Dataset:
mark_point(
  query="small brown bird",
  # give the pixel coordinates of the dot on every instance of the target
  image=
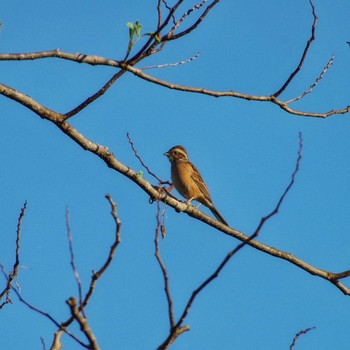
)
(188, 181)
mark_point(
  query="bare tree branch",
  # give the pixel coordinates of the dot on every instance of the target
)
(13, 274)
(84, 326)
(307, 47)
(159, 229)
(154, 45)
(175, 331)
(304, 331)
(72, 260)
(105, 155)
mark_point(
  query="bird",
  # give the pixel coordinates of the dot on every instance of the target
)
(188, 181)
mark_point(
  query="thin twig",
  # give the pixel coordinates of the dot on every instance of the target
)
(159, 229)
(307, 47)
(84, 326)
(47, 315)
(166, 65)
(72, 261)
(304, 331)
(13, 274)
(95, 96)
(100, 272)
(330, 62)
(42, 340)
(141, 161)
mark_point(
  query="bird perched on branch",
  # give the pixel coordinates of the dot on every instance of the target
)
(188, 181)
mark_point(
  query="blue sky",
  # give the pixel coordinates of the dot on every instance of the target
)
(246, 152)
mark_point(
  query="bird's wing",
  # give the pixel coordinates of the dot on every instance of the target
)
(197, 178)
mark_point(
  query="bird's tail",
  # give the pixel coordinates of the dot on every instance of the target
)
(218, 215)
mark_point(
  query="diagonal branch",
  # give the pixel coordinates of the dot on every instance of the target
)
(175, 331)
(13, 274)
(109, 159)
(84, 326)
(306, 50)
(303, 331)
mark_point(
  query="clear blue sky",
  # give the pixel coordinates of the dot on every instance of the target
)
(246, 152)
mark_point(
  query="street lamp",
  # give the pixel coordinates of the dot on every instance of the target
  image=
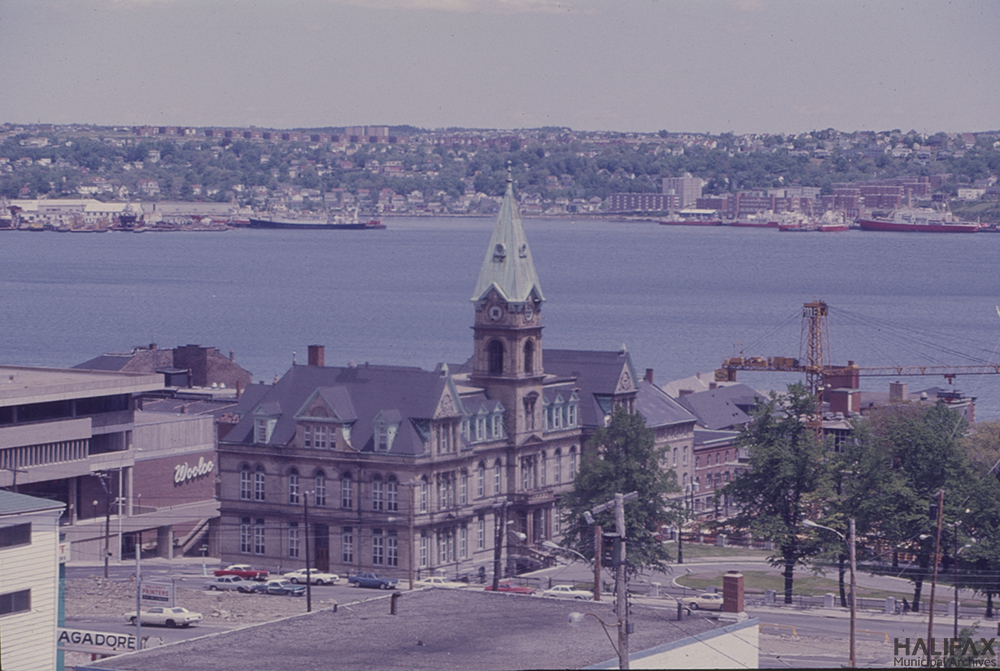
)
(851, 541)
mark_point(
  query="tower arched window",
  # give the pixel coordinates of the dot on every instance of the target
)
(494, 353)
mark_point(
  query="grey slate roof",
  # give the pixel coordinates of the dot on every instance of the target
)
(597, 375)
(723, 407)
(12, 503)
(657, 408)
(356, 394)
(508, 267)
(438, 629)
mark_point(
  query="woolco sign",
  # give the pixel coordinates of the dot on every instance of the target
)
(184, 472)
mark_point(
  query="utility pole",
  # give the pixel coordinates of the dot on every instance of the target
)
(305, 515)
(854, 612)
(598, 536)
(937, 551)
(621, 586)
(500, 517)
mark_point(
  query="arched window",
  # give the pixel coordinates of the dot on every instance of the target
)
(494, 353)
(391, 494)
(319, 496)
(378, 494)
(246, 484)
(258, 484)
(293, 486)
(346, 498)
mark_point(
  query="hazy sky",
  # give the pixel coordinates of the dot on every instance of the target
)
(629, 65)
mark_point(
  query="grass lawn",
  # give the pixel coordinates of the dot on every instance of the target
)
(699, 550)
(806, 584)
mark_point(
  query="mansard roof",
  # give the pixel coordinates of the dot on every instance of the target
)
(355, 396)
(508, 268)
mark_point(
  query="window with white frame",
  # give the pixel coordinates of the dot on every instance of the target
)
(246, 484)
(378, 494)
(346, 491)
(319, 489)
(258, 484)
(293, 539)
(258, 537)
(378, 547)
(246, 536)
(391, 549)
(392, 494)
(347, 545)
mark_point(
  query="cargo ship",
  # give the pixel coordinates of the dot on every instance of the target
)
(304, 224)
(918, 221)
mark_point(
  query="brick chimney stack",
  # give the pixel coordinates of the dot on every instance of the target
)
(316, 355)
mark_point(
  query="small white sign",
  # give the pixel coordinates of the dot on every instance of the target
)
(156, 594)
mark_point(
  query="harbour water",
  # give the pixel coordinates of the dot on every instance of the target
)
(680, 299)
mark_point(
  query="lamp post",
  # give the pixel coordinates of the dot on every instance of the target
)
(851, 544)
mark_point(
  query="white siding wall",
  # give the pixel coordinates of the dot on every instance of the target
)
(28, 640)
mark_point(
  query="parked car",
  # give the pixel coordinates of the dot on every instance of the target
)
(438, 581)
(706, 601)
(170, 617)
(316, 576)
(510, 587)
(282, 587)
(230, 583)
(568, 592)
(244, 571)
(372, 581)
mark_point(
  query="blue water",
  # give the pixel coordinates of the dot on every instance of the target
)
(681, 299)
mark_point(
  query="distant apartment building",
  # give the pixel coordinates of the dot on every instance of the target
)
(687, 188)
(643, 202)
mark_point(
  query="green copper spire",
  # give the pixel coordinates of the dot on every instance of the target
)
(508, 267)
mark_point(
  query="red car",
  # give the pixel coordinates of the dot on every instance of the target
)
(510, 587)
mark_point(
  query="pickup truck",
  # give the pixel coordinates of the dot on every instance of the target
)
(244, 571)
(372, 581)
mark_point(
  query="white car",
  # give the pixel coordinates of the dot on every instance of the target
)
(170, 617)
(438, 581)
(231, 583)
(568, 592)
(316, 577)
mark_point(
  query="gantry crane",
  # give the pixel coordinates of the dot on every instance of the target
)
(822, 375)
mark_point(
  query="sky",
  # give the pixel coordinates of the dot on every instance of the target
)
(710, 66)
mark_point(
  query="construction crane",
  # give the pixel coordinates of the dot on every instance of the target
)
(822, 375)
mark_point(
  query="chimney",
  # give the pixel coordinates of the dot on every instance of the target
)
(897, 391)
(316, 355)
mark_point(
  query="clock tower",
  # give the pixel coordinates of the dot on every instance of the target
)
(508, 324)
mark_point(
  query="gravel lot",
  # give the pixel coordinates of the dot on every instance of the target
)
(100, 597)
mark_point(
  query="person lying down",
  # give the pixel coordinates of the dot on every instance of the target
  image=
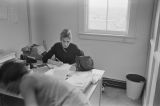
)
(39, 89)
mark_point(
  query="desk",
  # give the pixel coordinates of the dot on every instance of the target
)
(93, 92)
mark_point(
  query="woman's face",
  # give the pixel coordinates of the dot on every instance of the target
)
(65, 42)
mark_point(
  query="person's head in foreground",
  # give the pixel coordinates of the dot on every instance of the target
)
(39, 89)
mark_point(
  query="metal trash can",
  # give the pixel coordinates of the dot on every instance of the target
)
(135, 84)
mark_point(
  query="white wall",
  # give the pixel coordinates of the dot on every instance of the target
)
(118, 59)
(13, 25)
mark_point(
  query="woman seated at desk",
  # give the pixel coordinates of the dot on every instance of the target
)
(39, 89)
(64, 51)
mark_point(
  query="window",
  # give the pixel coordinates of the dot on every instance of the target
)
(104, 17)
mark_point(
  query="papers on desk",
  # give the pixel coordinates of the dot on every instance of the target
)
(6, 55)
(83, 79)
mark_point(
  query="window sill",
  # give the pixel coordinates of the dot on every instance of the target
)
(104, 37)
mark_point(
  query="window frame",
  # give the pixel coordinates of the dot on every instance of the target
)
(86, 34)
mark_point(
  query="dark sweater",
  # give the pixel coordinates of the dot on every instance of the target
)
(66, 55)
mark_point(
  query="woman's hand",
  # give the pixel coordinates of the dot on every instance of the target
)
(57, 63)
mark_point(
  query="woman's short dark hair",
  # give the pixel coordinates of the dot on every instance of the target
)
(12, 71)
(66, 33)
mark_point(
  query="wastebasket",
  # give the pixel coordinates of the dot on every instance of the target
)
(135, 85)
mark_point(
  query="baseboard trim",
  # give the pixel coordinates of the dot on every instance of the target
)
(114, 83)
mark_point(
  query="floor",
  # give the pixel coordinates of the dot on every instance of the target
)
(117, 97)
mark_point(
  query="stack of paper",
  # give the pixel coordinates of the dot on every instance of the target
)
(6, 55)
(81, 80)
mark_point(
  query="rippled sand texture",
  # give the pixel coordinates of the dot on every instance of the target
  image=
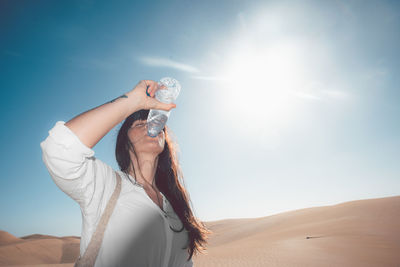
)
(357, 233)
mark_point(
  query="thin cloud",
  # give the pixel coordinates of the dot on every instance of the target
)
(209, 78)
(163, 62)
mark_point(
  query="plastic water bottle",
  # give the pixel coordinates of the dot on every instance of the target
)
(157, 118)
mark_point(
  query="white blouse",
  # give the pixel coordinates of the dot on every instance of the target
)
(138, 232)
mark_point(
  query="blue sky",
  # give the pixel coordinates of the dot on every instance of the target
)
(284, 104)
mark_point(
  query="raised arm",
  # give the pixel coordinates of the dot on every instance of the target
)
(92, 125)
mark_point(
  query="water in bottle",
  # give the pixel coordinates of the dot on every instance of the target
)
(157, 118)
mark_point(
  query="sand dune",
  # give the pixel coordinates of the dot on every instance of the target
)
(356, 233)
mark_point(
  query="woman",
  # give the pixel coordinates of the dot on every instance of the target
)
(152, 223)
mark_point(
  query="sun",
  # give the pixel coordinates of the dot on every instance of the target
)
(258, 86)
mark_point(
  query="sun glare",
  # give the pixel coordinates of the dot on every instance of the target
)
(259, 83)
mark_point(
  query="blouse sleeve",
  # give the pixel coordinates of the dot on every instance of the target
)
(75, 170)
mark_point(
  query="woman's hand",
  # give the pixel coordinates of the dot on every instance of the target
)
(149, 102)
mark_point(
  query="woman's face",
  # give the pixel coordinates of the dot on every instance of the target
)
(142, 142)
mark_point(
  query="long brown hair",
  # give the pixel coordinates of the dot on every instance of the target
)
(167, 180)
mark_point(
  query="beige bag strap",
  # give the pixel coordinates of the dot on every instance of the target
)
(89, 257)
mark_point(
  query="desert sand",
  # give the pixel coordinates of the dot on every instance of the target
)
(356, 233)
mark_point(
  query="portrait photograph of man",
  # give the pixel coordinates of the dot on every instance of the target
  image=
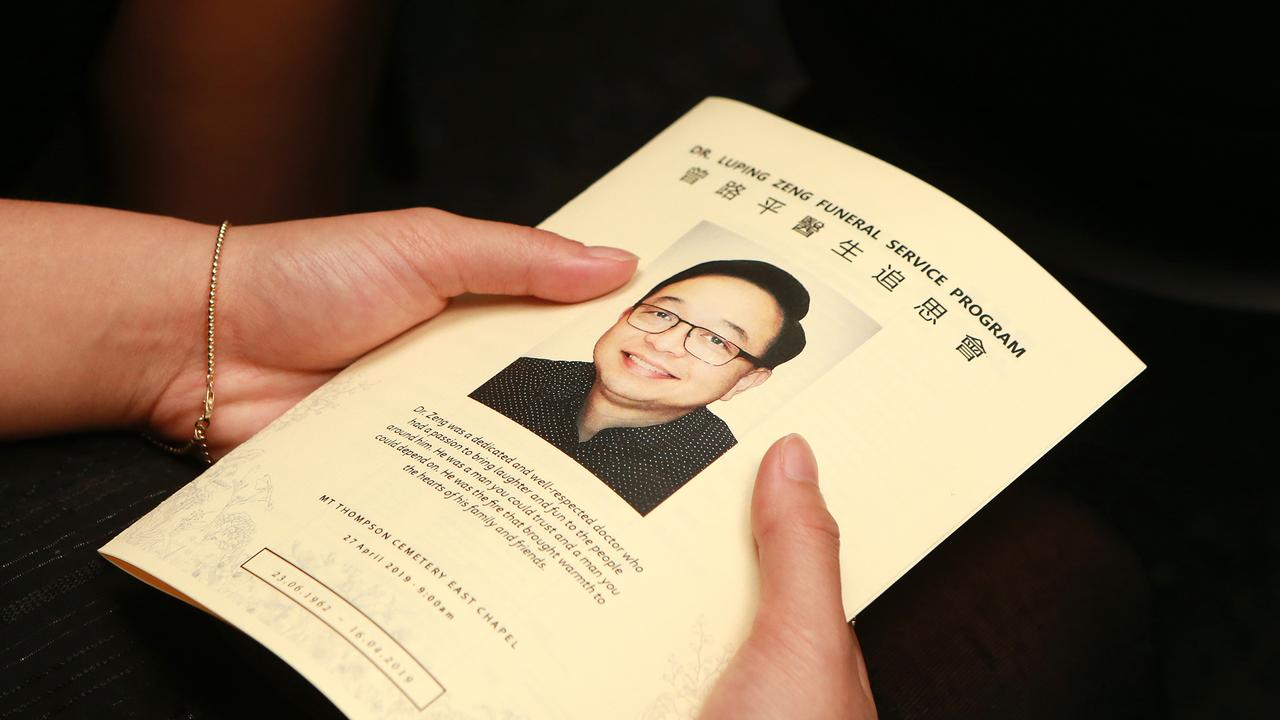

Work to complete: Copy out every line of the data above that contains the string "sand".

Response to this exercise:
  query="rippled sand texture",
  query="sand dune",
  query="desert sand",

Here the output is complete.